## Work order
For each line in the data that includes "below", make a copy.

## Data records

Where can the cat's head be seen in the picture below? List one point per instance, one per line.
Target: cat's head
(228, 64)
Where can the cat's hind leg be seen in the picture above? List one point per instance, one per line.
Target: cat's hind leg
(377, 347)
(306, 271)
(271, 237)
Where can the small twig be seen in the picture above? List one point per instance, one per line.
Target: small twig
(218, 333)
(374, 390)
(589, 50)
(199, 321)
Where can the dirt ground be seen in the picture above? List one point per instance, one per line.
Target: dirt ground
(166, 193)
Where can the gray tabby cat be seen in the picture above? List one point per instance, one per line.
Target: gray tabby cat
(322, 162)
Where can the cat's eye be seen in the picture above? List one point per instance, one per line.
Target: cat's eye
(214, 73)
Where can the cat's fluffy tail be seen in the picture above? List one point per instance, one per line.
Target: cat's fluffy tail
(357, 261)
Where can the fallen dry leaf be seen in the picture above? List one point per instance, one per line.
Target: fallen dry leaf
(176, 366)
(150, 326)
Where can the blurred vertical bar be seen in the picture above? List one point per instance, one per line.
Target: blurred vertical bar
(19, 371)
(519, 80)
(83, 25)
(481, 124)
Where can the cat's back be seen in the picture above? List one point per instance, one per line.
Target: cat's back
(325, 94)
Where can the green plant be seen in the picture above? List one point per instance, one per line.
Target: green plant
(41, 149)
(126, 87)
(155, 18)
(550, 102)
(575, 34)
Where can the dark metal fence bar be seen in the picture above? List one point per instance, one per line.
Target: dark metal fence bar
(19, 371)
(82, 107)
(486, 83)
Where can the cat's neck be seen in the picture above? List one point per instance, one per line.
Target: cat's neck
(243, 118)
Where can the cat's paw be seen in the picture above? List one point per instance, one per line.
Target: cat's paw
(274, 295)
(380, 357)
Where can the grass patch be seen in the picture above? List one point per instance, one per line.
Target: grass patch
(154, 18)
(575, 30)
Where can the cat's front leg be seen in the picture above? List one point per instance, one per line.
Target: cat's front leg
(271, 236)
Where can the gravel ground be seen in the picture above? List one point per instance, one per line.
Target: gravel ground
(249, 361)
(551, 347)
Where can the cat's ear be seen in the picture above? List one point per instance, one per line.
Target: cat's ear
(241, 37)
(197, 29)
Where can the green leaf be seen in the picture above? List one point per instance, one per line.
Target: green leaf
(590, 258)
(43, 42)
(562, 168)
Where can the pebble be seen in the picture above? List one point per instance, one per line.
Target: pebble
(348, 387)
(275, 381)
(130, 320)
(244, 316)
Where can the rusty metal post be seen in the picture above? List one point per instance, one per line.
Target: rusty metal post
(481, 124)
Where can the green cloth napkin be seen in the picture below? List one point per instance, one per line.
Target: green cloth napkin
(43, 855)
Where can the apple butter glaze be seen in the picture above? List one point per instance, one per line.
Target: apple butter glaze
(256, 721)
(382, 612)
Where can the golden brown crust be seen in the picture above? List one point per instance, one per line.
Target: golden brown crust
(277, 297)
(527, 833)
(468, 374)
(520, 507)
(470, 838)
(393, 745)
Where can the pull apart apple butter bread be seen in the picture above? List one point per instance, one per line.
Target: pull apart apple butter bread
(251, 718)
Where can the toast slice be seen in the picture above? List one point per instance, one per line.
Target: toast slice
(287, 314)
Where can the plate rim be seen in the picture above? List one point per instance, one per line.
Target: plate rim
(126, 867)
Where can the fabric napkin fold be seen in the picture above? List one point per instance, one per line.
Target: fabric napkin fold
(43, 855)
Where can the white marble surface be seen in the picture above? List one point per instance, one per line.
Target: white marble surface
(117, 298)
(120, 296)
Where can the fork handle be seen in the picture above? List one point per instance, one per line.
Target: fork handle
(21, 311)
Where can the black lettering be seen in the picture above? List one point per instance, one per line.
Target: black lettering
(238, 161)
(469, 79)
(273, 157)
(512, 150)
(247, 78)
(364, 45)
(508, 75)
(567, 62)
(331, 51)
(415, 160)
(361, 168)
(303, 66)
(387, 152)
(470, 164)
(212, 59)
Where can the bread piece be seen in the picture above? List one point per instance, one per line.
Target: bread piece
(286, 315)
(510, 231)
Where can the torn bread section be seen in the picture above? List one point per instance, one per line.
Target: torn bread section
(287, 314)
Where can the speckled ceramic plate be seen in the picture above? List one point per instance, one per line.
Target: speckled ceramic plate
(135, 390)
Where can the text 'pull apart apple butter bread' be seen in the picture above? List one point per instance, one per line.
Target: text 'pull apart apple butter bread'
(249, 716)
--
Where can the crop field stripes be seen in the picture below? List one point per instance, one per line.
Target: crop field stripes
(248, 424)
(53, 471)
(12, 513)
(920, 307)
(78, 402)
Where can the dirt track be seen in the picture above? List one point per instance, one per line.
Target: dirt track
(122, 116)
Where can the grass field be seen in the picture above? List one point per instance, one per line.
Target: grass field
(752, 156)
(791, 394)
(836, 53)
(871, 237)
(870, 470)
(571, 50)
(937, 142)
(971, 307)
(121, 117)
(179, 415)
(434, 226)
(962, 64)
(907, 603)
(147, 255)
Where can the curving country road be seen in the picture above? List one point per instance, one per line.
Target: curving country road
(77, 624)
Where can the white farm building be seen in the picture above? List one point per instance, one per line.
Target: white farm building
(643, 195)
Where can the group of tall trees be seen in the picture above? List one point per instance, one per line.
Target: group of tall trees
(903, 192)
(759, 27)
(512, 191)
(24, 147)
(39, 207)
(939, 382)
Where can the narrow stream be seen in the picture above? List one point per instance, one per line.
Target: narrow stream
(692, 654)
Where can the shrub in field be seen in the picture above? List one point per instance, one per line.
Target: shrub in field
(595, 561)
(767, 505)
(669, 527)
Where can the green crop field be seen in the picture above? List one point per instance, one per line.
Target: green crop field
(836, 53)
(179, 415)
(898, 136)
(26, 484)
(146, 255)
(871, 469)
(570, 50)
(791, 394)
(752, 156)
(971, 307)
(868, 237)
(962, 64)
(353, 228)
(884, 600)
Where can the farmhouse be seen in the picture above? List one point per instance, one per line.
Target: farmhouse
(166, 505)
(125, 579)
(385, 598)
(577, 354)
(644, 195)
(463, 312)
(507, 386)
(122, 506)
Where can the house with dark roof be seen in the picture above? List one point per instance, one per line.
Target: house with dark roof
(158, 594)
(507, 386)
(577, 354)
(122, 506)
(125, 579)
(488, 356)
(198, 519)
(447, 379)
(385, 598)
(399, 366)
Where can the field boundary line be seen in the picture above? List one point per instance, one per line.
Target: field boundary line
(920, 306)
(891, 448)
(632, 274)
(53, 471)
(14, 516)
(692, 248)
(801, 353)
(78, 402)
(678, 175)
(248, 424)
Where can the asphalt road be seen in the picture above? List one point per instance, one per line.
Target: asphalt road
---
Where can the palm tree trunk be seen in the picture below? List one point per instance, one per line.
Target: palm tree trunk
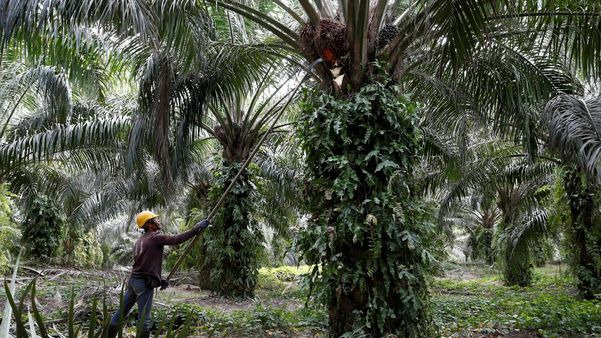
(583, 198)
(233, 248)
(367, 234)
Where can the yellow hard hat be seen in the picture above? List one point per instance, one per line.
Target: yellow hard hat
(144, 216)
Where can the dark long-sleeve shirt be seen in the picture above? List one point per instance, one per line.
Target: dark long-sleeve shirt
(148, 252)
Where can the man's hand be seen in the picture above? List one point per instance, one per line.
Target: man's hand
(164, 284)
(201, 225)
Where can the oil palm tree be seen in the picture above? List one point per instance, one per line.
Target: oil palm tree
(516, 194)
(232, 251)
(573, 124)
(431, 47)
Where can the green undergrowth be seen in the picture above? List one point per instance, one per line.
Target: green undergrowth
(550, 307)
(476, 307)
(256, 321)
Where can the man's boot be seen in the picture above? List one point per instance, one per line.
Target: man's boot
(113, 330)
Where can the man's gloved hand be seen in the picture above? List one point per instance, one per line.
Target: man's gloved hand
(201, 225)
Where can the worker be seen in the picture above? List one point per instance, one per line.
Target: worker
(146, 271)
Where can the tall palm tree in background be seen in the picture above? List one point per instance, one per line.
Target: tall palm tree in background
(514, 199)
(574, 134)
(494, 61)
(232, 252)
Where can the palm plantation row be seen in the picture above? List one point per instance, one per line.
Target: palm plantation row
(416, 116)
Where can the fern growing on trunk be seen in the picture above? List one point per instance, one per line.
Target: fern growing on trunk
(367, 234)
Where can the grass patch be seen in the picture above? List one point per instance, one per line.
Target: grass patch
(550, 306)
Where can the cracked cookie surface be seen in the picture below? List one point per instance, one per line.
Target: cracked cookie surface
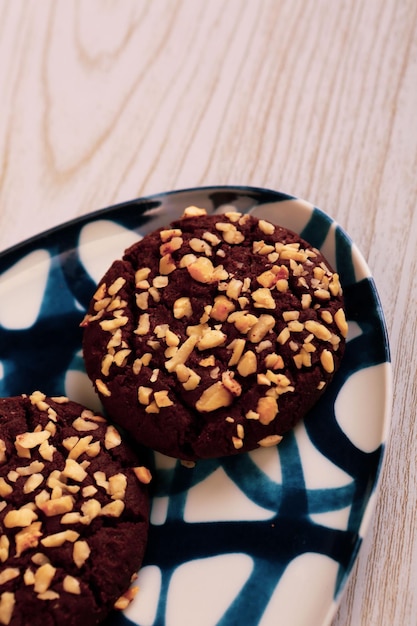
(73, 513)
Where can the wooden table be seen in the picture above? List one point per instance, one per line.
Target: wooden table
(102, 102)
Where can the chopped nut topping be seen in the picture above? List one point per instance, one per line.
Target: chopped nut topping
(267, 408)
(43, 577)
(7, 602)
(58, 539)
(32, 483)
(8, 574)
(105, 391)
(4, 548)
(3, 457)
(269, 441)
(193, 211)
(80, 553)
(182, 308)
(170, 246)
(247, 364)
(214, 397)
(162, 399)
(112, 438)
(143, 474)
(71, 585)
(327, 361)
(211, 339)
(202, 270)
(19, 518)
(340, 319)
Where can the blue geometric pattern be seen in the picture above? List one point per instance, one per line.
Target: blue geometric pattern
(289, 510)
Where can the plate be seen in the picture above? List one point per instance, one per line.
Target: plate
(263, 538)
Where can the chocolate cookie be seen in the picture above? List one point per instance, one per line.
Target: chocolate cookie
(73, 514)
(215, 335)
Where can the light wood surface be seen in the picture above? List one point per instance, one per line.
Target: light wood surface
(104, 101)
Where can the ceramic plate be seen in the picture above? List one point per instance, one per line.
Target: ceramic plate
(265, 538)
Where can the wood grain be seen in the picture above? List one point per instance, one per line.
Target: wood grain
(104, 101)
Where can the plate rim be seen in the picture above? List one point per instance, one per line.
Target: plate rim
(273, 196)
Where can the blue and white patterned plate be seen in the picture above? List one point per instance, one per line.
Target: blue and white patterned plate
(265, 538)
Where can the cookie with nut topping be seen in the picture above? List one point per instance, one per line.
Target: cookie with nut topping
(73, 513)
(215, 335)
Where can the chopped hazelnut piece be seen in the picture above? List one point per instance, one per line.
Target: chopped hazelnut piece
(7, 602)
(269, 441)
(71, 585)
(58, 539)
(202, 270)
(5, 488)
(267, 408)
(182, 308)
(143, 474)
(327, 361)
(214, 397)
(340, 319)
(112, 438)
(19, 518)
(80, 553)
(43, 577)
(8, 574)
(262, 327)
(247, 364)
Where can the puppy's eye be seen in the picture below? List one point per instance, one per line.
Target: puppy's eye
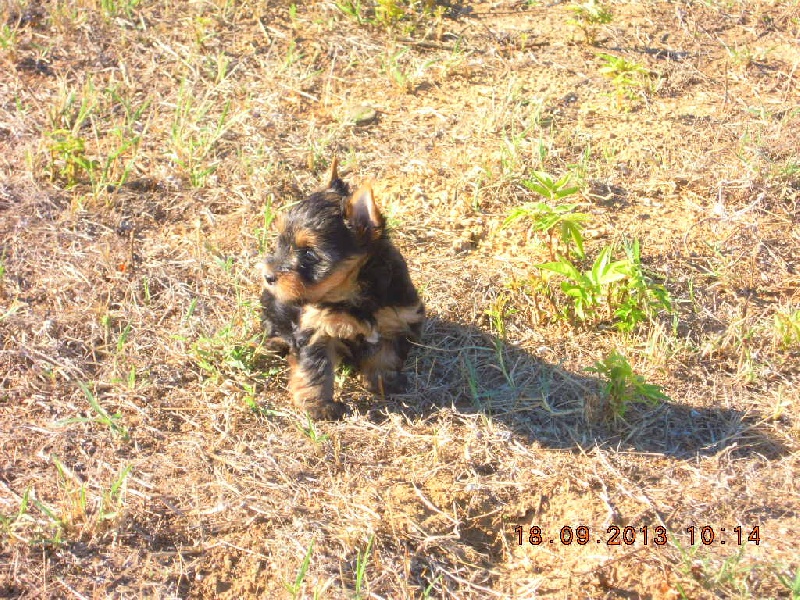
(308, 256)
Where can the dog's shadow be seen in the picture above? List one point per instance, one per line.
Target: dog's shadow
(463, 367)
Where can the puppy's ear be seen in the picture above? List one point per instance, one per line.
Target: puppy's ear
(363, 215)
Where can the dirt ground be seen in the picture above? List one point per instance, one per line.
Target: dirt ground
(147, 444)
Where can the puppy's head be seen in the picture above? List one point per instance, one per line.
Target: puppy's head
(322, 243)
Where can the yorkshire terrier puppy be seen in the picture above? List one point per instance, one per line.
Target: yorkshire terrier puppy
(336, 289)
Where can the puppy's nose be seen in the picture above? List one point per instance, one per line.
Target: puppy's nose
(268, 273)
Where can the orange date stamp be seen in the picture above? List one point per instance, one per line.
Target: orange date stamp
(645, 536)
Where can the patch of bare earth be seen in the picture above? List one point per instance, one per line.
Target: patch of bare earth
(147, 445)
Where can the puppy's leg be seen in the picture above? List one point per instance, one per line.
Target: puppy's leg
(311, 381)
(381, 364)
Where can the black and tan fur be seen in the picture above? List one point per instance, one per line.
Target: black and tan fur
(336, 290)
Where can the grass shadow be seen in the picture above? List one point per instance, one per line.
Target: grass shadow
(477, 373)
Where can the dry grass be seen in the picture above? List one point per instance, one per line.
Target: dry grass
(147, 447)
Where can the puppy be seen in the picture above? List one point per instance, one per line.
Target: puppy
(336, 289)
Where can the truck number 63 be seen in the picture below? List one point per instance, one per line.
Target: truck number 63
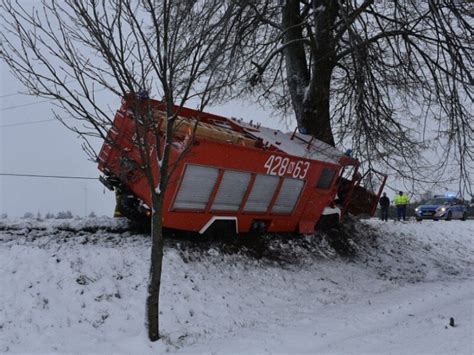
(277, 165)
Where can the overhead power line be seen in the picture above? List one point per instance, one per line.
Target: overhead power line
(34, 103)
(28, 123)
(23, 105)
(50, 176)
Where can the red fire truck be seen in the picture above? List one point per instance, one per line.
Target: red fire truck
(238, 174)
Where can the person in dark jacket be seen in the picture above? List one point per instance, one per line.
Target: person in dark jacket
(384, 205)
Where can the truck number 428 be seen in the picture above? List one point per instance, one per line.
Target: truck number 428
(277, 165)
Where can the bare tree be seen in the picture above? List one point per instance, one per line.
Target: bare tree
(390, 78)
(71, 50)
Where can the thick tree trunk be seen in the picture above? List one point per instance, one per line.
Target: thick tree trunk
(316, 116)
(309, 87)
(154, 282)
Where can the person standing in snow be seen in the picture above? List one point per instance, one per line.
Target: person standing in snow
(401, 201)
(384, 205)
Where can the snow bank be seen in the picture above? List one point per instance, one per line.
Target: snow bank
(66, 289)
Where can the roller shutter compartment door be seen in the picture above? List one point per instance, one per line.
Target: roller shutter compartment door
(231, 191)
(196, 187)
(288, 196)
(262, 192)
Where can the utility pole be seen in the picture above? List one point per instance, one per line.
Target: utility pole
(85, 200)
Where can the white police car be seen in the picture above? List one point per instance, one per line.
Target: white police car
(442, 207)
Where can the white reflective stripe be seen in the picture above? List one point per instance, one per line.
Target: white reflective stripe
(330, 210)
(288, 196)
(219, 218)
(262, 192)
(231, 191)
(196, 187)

## Solution to this problem
Where can the cat's head be seen in the picture below? List one point per instance, one per line.
Where can the green cloth napkin be seen in the picture below? List one point per instance, one per line.
Where can the crop field stripes be seen in the picture below? List one point per instance, one per line.
Where can the palm tree trunk be seen in the picture below? List one point per instance, one per line.
Where can the cracked cookie surface be seen in the picture below? List one point per instance, one per line.
Where can the puppy's eye be seen in the picture below? List one point per instance, one per line.
Where can the truck number 63 be seen in the picture below? List one point per instance, one per line.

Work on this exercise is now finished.